§ **Your objective**
Show every line of the material below that contains the word "segment".

==================================================

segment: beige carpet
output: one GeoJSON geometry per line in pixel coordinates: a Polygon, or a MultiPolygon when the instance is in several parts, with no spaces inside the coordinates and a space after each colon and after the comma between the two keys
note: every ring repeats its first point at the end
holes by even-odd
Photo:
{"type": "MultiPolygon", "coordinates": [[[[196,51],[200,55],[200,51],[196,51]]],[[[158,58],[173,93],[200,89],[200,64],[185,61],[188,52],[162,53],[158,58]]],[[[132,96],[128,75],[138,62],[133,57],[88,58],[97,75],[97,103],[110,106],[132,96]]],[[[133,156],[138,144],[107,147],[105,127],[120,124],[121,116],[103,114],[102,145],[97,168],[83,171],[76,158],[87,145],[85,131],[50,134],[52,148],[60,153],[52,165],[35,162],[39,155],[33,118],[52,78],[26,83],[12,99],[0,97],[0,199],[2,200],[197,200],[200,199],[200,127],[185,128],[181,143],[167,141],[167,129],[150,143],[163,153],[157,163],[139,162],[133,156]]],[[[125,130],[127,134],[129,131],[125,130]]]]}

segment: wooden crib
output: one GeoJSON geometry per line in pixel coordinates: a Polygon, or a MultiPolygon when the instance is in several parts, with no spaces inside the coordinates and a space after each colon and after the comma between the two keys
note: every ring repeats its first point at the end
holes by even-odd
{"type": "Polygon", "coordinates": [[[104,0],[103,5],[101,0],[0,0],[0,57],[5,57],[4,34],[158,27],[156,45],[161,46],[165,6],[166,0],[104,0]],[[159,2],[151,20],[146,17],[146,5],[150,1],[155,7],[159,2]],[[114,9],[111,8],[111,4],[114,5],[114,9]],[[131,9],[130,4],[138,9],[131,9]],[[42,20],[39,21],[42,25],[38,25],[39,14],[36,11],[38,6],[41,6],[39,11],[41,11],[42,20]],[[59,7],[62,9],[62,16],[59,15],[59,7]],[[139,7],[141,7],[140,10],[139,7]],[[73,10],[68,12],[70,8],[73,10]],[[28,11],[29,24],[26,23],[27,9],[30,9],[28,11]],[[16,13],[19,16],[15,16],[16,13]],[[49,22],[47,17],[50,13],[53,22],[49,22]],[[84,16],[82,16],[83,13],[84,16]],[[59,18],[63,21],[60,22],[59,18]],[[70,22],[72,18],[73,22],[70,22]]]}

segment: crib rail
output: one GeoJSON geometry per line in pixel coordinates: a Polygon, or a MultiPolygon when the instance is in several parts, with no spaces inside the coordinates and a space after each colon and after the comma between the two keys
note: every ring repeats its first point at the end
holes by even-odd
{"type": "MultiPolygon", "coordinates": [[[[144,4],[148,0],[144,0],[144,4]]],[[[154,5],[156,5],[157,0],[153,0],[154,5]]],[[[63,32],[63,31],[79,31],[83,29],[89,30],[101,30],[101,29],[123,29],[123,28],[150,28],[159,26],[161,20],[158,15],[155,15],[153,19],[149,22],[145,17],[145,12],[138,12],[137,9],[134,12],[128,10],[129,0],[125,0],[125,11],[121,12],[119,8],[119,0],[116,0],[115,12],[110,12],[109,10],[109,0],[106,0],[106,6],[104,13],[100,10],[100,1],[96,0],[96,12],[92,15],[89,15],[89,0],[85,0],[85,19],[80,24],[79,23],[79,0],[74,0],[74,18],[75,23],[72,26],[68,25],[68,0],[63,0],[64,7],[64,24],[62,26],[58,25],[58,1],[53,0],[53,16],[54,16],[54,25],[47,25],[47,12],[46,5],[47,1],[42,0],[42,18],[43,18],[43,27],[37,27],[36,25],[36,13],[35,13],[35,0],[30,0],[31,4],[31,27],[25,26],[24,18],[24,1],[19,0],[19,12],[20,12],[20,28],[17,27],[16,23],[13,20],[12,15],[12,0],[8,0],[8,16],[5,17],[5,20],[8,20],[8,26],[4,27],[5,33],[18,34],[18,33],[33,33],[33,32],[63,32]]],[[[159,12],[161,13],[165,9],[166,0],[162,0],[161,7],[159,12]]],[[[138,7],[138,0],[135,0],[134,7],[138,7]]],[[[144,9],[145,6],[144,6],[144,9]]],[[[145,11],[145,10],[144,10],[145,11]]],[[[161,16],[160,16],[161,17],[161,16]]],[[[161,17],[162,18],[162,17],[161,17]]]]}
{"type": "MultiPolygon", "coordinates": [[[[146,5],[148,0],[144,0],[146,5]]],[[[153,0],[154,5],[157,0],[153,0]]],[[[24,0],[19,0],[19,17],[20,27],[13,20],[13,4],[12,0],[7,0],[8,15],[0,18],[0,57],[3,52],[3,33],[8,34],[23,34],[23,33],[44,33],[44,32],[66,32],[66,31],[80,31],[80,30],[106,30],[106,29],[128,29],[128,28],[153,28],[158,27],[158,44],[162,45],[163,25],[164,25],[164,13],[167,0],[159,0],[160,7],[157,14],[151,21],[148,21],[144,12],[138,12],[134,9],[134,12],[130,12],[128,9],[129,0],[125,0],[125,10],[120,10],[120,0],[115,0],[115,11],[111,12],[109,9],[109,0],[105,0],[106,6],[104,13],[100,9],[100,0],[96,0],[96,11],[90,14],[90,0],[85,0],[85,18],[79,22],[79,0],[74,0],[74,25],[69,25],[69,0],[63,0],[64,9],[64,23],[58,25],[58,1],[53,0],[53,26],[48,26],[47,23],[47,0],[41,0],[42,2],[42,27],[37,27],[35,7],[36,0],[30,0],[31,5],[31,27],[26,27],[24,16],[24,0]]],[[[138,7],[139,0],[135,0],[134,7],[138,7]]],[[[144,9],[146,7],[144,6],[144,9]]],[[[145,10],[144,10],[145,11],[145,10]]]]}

==================================================

§ **Solution for this exercise**
segment: beige carpet
segment: wooden crib
segment: crib rail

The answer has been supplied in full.